- Problem 1 -
Find every line in the rows below that contains the string "provided", and copy each of those lines.
--- begin Selected extract ---
As you may know by now, our Precept study group is working through "The Sermon On The Mount". This has been a special time of preparation for me this go 'round. So sweet. I feel more ready than I ever have before, and so excited!

God keeps waking me up EAAAAAAAAAAAARLY telling me that we've got a date for love, and I don't want to miss it!

It's precious to me, really.
Have you ever had that in your life...a time when you just knew that the Father was BECKONING you to come and sit at His feet, and soak in HIM. It's like the best date in the world, and I really don't want to miss even one! I invision getting to crawl up in His lap and hug on Him once I get to heaven. Wouldn't that be the COOLEST?!

Through this time, He is graciously molding me. (I'm hoping He'll take off about 30 pounds of external clay, but I think what He's really doing is carving on my heart.)

You see, I love the Lord dearly. I love studying His Word...I cherish it. Yet what I have found in my life, hiding deep down where not many could smell it out, has been pride.

YUCK! I hate having to tell you this, but it's true. I think pride is all too often the sin that is crouching at our doors, ready to devour us, especially if we allow the evil one to puff us up with how much we know, due to our time spent in God's Word.

In our culture today it has been sugar coated in some cases, and called "self esteem". However, I don't think we're supposed to esteem ourselves. Scripture makes it pretty clear that we're to esteem God...so when we put the focus on ourselves, and on how "learned" we are, we run the risk of finding ourselves full of ugly pride.


One would think that the natural progression for a believer who is growing in grace and in the knowlegde of their Lord and Savior Jesus Christ, would be to find themselves DAILY humbled before His holiness and graciousness....broken, not trying to figure out how to elevate themself.

Why then, is it such a temptation to judge others in their walk with God?


OOh..THAT sounds like a friend I'd want to hang out with! (not!)

Repeat after me....there's ONE GOD and ONE JUDGE of MAN...and it's not you or me!
--- end Selected extract ---
--- begin Data for this exercise ---
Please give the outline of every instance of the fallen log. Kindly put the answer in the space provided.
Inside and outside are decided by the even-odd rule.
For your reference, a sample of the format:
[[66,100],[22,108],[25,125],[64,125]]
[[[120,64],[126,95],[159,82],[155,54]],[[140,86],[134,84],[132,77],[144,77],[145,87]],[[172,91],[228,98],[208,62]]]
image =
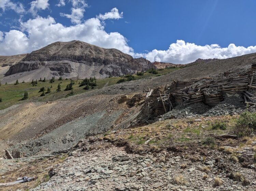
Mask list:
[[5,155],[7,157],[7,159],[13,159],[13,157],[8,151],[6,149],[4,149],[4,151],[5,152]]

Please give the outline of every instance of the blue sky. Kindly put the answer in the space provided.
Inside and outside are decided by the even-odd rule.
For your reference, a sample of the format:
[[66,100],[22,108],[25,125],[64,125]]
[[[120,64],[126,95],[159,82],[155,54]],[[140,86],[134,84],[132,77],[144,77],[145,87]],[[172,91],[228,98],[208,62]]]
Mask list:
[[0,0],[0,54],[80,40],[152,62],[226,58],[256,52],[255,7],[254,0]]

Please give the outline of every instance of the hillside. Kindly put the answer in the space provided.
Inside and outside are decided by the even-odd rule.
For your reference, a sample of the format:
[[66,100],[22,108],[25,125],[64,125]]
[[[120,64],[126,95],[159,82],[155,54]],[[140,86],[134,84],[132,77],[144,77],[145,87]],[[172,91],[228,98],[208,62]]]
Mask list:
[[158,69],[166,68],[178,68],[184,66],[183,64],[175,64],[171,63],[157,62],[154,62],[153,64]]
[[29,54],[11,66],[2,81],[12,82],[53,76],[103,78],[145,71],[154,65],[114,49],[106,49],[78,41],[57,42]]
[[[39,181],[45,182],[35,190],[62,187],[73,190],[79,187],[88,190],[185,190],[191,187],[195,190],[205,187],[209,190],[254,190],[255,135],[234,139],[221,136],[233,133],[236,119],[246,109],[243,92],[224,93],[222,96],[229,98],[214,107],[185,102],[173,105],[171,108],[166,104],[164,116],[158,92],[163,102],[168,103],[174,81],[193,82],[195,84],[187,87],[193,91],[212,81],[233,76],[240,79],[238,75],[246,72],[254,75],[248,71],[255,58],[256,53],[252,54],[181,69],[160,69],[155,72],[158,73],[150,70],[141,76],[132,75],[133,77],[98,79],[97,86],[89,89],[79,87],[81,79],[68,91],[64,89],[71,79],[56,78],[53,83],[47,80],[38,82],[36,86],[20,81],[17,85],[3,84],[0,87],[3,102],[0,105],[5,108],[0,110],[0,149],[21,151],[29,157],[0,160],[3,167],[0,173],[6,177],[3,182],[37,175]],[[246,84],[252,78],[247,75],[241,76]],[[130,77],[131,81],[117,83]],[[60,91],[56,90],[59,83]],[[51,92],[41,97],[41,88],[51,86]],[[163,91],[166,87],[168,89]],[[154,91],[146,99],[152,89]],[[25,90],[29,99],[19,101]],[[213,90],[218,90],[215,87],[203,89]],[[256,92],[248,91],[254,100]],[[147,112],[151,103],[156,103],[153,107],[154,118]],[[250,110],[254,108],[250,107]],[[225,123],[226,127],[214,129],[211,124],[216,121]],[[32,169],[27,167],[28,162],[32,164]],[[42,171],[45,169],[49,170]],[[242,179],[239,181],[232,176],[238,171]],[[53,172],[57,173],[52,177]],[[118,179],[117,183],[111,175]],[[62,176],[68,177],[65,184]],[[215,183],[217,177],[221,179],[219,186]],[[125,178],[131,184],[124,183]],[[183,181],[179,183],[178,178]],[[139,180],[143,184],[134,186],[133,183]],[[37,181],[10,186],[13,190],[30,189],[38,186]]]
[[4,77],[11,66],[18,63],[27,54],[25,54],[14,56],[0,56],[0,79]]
--- end Data for this exercise ---
- Problem 2 -
Condense the paragraph of the devotional post that begins "In our culture today" into a short bulleted list that keeps its main points.

- Exercise result 1 -
Please give the outline of every instance of the fallen log. Kindly put the answer in the space provided.
Please give the outline of every instance of the blue sky. Kindly put the answer in the space provided.
Please give the outline of every instance of the hillside. Kindly put the answer in the space provided.

- Exercise result 2 -
- In today's culture, pride has sometimes been sugar-coated and called "self esteem."
- The writer does not think we are meant to esteem ourselves.
- Scripture makes it clear that we are to esteem God.
- When we focus on ourselves and on how "learned" we are, we risk becoming full of ugly pride.